▶ [GIVEN INFORMATION]:
---

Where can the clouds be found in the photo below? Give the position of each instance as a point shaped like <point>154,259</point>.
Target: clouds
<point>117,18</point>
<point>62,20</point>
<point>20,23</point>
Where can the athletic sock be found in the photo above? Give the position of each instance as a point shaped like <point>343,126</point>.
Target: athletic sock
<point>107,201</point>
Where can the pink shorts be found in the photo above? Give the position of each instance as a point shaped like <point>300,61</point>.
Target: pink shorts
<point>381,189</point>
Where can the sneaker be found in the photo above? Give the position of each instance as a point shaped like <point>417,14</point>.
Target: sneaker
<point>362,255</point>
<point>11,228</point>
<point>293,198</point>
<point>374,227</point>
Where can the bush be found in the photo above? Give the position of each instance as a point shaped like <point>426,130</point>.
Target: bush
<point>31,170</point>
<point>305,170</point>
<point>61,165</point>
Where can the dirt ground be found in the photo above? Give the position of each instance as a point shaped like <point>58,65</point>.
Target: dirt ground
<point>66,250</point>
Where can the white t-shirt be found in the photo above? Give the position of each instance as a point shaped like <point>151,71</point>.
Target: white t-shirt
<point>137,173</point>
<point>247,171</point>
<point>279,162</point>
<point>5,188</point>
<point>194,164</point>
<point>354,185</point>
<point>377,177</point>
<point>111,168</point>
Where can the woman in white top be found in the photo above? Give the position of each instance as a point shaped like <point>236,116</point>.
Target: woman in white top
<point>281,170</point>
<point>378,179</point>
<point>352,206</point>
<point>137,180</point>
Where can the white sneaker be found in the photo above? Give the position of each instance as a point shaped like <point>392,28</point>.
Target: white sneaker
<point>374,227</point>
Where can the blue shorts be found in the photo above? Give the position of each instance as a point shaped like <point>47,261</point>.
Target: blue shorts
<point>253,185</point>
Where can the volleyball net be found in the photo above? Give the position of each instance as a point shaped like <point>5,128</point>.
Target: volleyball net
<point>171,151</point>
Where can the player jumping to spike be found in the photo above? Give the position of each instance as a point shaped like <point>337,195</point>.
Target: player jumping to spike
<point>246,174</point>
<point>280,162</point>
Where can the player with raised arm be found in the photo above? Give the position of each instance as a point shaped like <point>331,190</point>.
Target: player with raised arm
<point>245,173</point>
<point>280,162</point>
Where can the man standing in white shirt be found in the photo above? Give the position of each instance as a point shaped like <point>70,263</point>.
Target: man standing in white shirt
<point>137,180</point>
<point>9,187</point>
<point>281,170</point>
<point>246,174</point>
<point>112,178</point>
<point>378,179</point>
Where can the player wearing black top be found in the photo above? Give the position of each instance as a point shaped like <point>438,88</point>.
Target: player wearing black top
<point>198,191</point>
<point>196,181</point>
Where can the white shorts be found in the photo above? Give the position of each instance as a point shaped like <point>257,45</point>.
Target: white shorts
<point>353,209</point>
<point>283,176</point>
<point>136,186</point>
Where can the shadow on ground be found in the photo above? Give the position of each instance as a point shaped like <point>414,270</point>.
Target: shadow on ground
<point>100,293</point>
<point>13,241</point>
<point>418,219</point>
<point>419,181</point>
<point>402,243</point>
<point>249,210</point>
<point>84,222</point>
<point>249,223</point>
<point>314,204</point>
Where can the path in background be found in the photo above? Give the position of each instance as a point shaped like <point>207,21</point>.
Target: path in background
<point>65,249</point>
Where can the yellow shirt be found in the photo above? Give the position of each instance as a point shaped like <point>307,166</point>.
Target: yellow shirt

---

▶ [WHAT IS BEING ASKED]: Exactly as shown above, return every record.

▶ [RESULT]:
Where can the clouds be found in the photo below? Give the position of each instance as a point shaped like <point>154,259</point>.
Target: clouds
<point>117,18</point>
<point>62,20</point>
<point>20,23</point>
Where can the athletic sock be found in the photo above? Give the position of each instance as a point shaped like <point>343,126</point>.
Target: athletic sock
<point>107,201</point>
Where can the pink shorts be found in the photo above? Give the position of each instance as a point shaped like <point>300,61</point>.
Target: pink shorts
<point>381,189</point>
Where can the sneaker be found in the photo above? Give the position of each instance as a point shaped like <point>417,14</point>.
Target: sneaker
<point>362,255</point>
<point>11,228</point>
<point>293,198</point>
<point>374,227</point>
Where can the bush be found in the photo above? Give the position of each instance as a point shaped like <point>426,130</point>.
Target: bush
<point>31,170</point>
<point>305,170</point>
<point>61,165</point>
Where can the dirt ground be found in the photo above? Give the position of each instance as a point shaped like <point>58,65</point>.
Target: dirt ground
<point>66,250</point>
Where can the white t-shirt be found in the photo above? Give the position of each instance as a point shaped like <point>151,71</point>.
Target: white t-shirt
<point>137,173</point>
<point>247,171</point>
<point>279,162</point>
<point>5,188</point>
<point>194,164</point>
<point>354,185</point>
<point>377,177</point>
<point>111,168</point>
Where can the woman in white top be found in the photo above? Give the position of each instance as a point shaped like <point>236,116</point>.
Target: woman in white top
<point>281,170</point>
<point>378,179</point>
<point>352,206</point>
<point>137,180</point>
Where can the white sneaker be found in the photo above? Give the position of each instance as a point shaped like <point>392,28</point>.
Target: white sneaker
<point>374,227</point>
Where can the blue shorts be found in the photo above? Give the position of each instance as a point shaped like <point>47,261</point>.
Target: blue shorts
<point>253,185</point>
Where can the volleyball net be found in the photo above? Give the position of each instance as a point shaped like <point>5,128</point>.
Target: volleyball net
<point>171,151</point>
Where can the player jumping to spike be found in the photo above? Give the position of each instance as a point shaped like <point>337,195</point>.
Target: player jumping to spike
<point>246,174</point>
<point>280,162</point>
Where can the player with raised arm be found in the photo above? Give the position of each instance as a point shaped like <point>331,190</point>.
Target: player with raised arm
<point>245,173</point>
<point>280,162</point>
Where can the man standing in white shirt be found in the photo above? Give the position of each instance as a point shaped like <point>70,263</point>.
Target: man standing in white shirt
<point>137,180</point>
<point>9,187</point>
<point>281,170</point>
<point>246,174</point>
<point>112,178</point>
<point>378,179</point>
Where can the player wearing black top be found in the photo above? Give the position of each instance as a point shaped like <point>438,88</point>.
Target: player wearing black top
<point>198,191</point>
<point>196,181</point>
Where can the white shorts be found in the photo above? Give the position of each instance as a point shaped like <point>257,45</point>.
Target: white shorts
<point>353,209</point>
<point>283,176</point>
<point>136,186</point>
Where can the shadow on ground be found in the photo above? Give the position of each instance as a point shaped like <point>414,270</point>.
Target: shadow on ground
<point>100,293</point>
<point>13,241</point>
<point>418,219</point>
<point>419,181</point>
<point>402,243</point>
<point>249,210</point>
<point>84,222</point>
<point>249,223</point>
<point>314,204</point>
Where can the path in background be found in the photo above? Give the position of each instance as a point shaped like <point>207,21</point>.
Target: path in background
<point>65,249</point>
Where can the yellow shirt be found in the photo above? Give the position of each instance as a point shaped like <point>307,166</point>.
Target: yellow shirt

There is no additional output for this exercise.